#### Exercise
Reproduce verbatim the lines of the items from the one containing "Target: blue and white boat" through the final line of the items, both inclusive.
(begin)
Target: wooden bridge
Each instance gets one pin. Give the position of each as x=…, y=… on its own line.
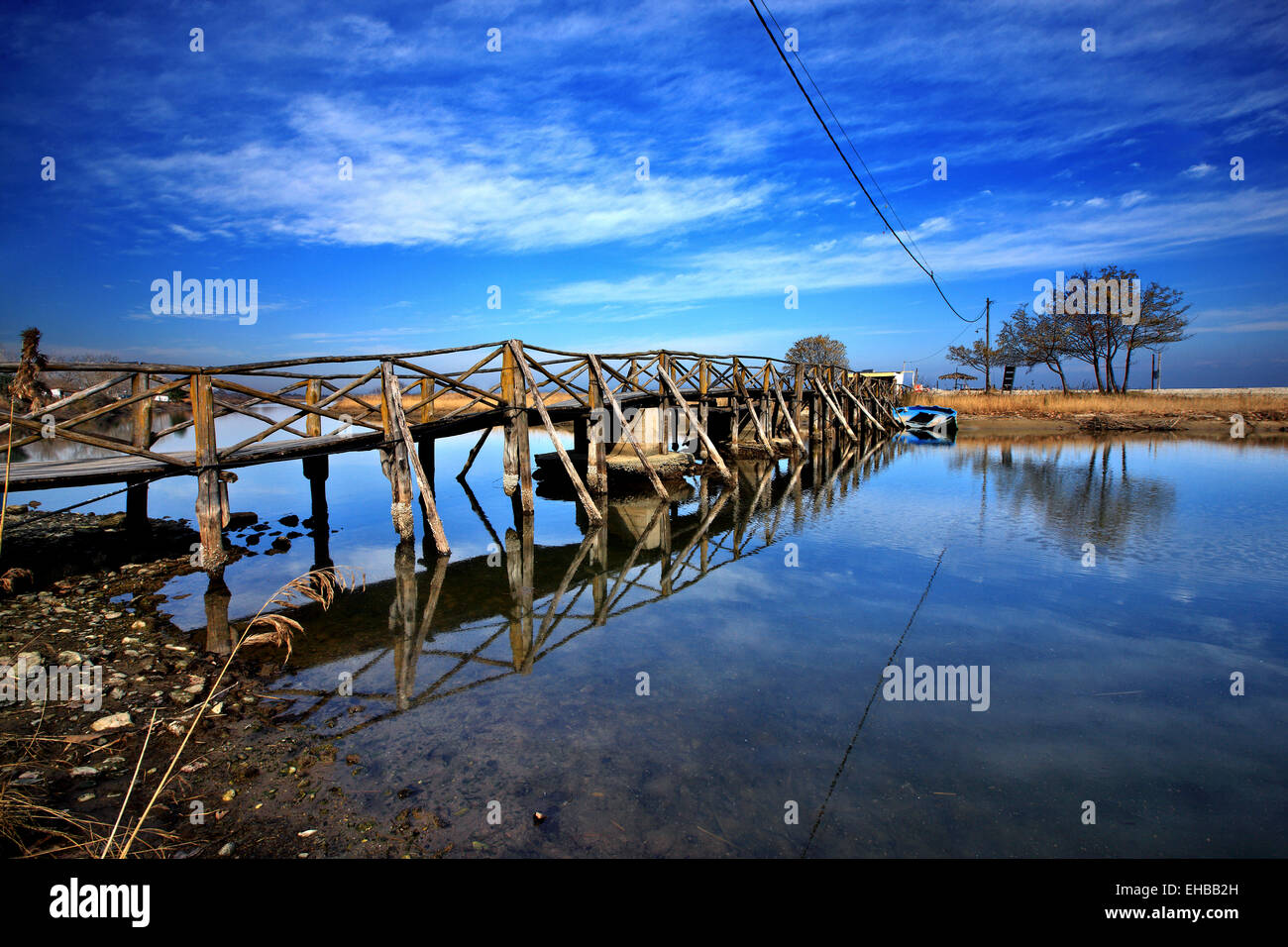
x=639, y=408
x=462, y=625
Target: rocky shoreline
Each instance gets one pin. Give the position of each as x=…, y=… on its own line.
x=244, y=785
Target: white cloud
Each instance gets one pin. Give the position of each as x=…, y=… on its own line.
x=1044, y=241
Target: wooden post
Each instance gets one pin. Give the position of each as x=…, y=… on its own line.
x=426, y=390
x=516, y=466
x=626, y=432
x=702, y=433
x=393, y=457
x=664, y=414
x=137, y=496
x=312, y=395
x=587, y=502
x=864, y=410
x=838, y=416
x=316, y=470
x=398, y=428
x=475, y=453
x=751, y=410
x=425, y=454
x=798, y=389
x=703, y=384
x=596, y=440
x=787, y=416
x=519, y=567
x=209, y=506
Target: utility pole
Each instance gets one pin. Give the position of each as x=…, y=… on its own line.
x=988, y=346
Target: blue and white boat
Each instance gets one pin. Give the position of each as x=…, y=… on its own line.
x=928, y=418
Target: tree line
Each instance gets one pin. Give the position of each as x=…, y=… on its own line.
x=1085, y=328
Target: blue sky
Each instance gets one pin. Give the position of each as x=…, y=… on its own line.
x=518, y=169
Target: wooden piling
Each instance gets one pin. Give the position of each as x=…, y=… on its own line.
(end)
#### Problem solution
Target: blue and white boat
Each instance gets one pin. Give the position of each as x=…, y=… on its own line.
x=928, y=418
Target: tree line
Each instance gets one pin. Give the position of each as x=…, y=… on its own line.
x=1085, y=328
Target: blue sky
Each instance gets one pin. Give the position of each as x=…, y=… on its own line.
x=518, y=169
Target: wooden piling
Each instance gets one pin. Give the position of each as x=…, y=… on its own line.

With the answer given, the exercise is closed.